▶ [Supplied material]
▬▬▬▬▬▬

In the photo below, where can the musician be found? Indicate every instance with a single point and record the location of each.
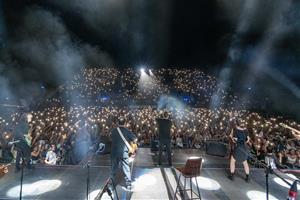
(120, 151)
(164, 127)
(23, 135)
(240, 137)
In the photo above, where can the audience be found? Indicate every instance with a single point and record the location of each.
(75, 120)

▬▬▬▬▬▬

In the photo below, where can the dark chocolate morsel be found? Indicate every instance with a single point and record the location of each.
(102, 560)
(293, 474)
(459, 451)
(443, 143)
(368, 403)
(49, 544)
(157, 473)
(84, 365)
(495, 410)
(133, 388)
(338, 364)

▬▬▬▬▬▬

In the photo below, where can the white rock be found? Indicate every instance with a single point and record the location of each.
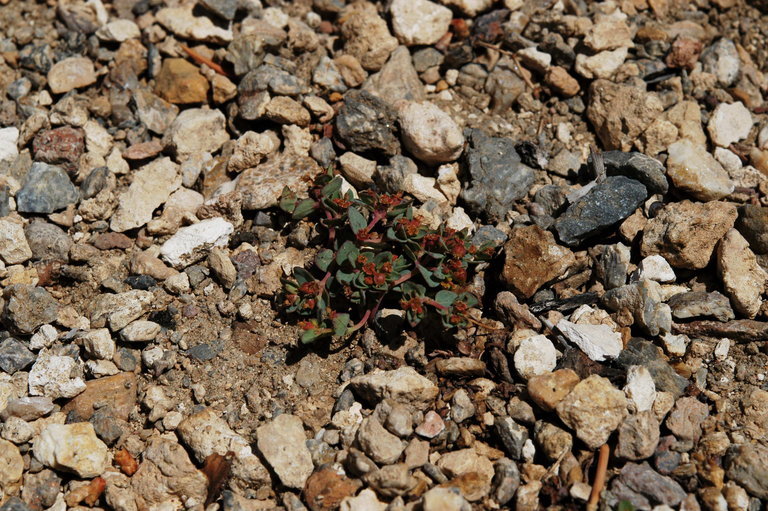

▬▬▬▬▬▬

▶ [Your goal]
From the three blocks of lines above, pull out every line that contains the string "photo". Treat uppercase and lowercase as different.

▶ [The result]
In the photo below, where can the musician be found? Indicate every instance with a single point and record the location of each.
In the photo above, where can the audience be found? Indicate every instance with a single point and record the location of each.
In the photo below, where can the dark chocolate morsel be found? Indicate every instance with a single point and record the location of each.
In the photo below, where can the white rock be found? Indicate every instance with a single point and record the location of each.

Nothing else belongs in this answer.